→ Supplied information:
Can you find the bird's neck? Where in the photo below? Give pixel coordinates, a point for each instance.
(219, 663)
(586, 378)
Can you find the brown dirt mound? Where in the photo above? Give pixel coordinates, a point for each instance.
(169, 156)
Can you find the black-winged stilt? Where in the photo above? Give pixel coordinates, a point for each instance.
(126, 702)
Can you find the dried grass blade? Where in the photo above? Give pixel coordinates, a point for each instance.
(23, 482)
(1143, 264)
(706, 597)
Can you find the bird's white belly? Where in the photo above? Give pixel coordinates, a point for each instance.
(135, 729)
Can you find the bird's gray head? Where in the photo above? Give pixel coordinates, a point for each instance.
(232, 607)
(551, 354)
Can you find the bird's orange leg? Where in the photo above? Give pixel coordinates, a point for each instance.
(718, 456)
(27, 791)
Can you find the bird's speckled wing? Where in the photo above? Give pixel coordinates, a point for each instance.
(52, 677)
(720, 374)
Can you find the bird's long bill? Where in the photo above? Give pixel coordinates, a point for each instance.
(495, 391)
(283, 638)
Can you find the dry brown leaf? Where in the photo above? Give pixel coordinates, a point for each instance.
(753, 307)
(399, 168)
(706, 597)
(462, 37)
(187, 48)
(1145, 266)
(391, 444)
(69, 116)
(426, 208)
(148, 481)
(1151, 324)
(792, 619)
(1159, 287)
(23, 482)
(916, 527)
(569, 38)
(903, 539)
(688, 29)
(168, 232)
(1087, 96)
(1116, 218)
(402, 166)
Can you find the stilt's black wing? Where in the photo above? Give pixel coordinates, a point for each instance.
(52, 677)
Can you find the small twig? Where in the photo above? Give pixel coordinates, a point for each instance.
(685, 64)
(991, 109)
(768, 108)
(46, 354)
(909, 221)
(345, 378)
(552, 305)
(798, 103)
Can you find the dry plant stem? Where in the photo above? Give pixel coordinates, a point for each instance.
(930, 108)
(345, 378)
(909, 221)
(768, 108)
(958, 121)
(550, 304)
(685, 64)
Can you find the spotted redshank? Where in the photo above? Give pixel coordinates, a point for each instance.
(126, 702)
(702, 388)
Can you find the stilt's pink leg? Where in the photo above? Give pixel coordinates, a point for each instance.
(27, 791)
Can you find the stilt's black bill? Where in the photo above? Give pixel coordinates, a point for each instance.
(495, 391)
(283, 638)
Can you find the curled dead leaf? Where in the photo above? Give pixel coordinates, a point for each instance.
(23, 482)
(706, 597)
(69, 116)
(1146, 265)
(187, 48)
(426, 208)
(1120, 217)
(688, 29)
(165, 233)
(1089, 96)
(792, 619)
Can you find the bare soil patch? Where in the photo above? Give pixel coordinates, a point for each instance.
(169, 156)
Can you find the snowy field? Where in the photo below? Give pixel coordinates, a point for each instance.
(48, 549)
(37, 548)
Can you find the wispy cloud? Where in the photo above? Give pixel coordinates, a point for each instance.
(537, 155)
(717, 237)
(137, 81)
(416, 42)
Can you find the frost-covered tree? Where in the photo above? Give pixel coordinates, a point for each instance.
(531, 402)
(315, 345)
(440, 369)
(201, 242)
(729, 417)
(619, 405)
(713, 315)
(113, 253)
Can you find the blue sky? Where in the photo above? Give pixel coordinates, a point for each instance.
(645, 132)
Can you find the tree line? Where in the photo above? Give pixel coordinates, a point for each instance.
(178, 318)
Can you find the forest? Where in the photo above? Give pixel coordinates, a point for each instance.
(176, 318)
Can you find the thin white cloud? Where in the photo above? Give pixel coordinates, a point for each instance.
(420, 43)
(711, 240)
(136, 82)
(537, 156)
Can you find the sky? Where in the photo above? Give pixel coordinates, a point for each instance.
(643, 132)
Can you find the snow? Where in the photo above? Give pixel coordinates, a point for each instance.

→ Instructions for the task: Starting from the line containing "Can you find the curled", repeat each line through the end of the entries, exactly.

→ Task response:
Can you find the curled dead leaf? Where in the photo above? Give pixel coordinates, a point for each instance.
(23, 482)
(706, 597)
(69, 116)
(1146, 265)
(187, 48)
(426, 208)
(1120, 217)
(688, 29)
(165, 233)
(1089, 96)
(792, 619)
Can you find the bare soil patch? Where in the photo above? Give pixel coordinates, a point for each instance.
(169, 156)
Can you find the snowy field? Where in the photo below? Give pixel coordinates, a point for each instance.
(48, 549)
(37, 548)
Can you find the wispy cloud? Where in the photo above? Give pixel coordinates, a point for each instance.
(537, 155)
(717, 237)
(137, 81)
(416, 42)
Can you find the frost-covered tree? Where in the photo above? Give pixel coordinates, a point for each instance.
(531, 402)
(315, 345)
(440, 369)
(201, 242)
(729, 417)
(619, 405)
(713, 315)
(113, 253)
Can you find the blue sky? Where in the photo above? Give pixel coordinates, a point for each instance.
(645, 132)
Can you find the tree line? Where in the photo above? Give pixel coordinates, a point for each instance.
(178, 318)
Can you find the forest? Where in the photo above? Give pixel coordinates, a point for each instance.
(176, 318)
Can you find the thin white cloud? Where in the photo above? Give pixel coordinates, a point for each instance.
(420, 43)
(711, 240)
(136, 82)
(537, 156)
Can you find the sky? Where in the photo above? Give pixel coordinates, a point for each instance.
(643, 132)
Can you find the snow? Where in the photo above? Give pixel coordinates, a point for each instance.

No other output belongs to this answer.